__WHAT TO PRODUCE__.
Which lines of the listing below contain the word "colander"? Locate each one and copy it out in full.

__ROWS__.
****

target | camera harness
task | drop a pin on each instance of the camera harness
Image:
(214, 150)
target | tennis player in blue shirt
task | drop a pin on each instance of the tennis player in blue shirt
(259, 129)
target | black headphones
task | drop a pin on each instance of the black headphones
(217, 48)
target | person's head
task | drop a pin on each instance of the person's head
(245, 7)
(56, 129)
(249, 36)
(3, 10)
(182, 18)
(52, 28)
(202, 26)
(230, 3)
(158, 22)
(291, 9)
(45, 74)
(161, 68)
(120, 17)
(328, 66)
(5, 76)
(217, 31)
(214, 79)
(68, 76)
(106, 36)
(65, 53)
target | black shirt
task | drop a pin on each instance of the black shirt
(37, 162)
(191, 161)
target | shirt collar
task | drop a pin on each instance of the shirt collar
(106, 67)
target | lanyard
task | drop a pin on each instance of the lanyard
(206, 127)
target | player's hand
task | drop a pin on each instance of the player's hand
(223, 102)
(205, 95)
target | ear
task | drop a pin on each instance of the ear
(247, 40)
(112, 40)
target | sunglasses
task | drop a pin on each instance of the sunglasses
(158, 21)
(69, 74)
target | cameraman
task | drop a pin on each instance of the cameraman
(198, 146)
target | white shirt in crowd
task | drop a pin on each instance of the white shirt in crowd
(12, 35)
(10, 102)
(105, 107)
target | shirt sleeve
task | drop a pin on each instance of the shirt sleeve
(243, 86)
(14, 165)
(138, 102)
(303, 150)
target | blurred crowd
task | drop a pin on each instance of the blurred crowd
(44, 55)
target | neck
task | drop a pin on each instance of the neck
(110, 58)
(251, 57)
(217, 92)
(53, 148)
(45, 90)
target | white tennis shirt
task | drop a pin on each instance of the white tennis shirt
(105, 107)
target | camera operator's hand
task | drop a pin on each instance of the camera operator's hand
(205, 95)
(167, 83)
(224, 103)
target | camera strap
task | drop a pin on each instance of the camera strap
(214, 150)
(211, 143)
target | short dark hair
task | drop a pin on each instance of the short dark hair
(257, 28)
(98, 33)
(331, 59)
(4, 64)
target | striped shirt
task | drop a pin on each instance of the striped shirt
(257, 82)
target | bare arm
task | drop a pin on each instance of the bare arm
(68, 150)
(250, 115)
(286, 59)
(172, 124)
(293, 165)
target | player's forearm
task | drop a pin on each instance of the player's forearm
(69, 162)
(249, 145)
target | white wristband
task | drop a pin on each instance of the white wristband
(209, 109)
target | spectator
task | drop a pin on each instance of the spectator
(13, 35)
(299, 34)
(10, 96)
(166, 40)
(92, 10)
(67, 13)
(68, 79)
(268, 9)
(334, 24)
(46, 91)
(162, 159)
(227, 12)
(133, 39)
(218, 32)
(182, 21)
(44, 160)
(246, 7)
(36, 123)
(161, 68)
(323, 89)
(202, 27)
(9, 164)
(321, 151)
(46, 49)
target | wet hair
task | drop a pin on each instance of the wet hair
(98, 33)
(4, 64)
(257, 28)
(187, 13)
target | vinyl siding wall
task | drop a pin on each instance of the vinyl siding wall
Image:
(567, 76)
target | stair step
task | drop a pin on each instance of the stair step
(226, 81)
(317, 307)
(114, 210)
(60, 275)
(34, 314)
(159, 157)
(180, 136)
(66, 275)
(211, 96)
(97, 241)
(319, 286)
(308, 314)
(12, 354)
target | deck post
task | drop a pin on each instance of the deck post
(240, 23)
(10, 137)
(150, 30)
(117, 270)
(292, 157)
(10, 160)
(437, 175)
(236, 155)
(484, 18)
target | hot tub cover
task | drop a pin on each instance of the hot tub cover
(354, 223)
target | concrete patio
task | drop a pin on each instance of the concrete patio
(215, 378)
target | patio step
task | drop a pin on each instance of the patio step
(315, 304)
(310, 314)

****

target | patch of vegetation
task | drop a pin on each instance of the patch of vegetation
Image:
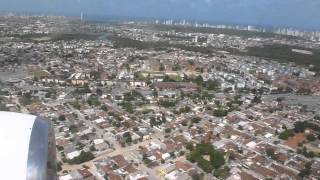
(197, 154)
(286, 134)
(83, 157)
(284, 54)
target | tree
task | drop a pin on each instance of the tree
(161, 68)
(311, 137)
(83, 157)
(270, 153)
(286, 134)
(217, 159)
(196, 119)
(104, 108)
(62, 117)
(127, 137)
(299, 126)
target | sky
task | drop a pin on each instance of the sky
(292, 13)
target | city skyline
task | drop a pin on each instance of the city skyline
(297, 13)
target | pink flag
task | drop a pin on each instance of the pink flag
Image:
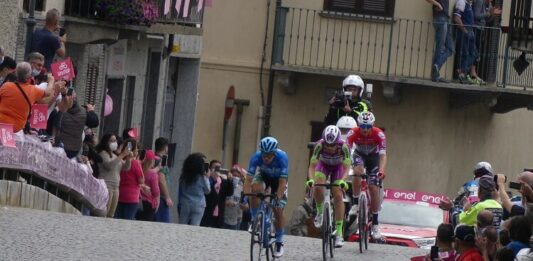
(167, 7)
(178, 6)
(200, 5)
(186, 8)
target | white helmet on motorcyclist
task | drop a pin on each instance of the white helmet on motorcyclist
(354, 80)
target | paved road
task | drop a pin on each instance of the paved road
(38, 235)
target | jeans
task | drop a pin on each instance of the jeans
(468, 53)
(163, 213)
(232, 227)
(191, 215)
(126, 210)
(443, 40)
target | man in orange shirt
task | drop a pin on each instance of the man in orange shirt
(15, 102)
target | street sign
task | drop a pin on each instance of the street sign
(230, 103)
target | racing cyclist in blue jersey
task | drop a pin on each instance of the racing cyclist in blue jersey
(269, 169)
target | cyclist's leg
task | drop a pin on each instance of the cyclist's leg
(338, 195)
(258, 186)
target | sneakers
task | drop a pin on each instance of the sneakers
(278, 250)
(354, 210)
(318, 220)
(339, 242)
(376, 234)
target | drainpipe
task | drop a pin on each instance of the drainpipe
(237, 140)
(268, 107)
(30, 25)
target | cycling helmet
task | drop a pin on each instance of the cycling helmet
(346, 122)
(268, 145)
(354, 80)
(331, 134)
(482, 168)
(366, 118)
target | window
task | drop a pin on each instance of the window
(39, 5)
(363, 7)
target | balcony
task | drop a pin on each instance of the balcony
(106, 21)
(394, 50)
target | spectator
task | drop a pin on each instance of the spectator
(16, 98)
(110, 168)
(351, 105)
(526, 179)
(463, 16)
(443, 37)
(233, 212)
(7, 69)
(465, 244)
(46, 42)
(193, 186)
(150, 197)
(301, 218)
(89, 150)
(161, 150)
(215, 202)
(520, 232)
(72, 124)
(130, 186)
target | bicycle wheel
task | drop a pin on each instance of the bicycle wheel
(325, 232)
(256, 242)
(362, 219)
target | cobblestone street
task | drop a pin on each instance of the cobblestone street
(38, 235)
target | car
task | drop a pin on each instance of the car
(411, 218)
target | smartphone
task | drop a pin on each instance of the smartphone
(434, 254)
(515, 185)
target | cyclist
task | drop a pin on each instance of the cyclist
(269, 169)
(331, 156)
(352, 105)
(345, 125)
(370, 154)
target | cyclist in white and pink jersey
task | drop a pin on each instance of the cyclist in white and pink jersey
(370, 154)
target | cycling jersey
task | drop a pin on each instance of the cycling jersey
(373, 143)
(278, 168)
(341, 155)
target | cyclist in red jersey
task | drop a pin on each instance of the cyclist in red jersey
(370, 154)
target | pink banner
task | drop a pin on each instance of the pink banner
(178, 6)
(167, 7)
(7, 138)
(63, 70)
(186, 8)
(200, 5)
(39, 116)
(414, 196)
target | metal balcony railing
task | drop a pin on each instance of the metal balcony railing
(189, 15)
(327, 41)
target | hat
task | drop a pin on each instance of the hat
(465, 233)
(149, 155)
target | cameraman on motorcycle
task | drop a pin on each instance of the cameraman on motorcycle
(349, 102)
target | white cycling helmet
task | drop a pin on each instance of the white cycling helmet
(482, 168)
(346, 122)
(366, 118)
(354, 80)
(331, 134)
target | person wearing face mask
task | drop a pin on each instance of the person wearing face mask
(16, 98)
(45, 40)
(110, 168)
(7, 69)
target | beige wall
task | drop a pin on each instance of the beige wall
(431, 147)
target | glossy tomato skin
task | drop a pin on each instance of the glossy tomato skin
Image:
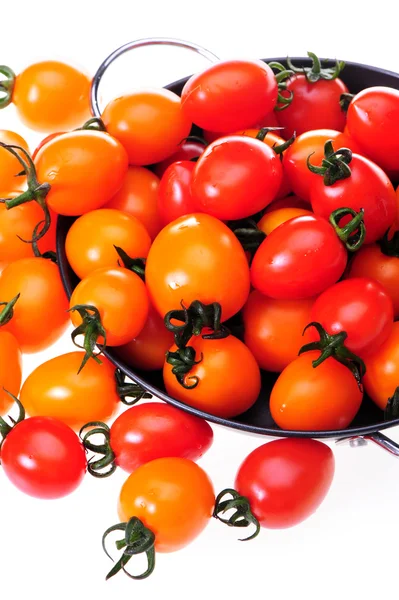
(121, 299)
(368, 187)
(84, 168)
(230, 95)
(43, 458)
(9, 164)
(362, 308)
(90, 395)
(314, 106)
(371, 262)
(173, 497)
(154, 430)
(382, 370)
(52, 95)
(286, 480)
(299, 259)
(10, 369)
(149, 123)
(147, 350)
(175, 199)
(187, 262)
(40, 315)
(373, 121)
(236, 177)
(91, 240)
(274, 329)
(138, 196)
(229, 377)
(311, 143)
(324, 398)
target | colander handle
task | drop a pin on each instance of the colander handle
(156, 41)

****

__THE OUTPUT__.
target | colander handle
task | drop a pin on each instance of the colander handle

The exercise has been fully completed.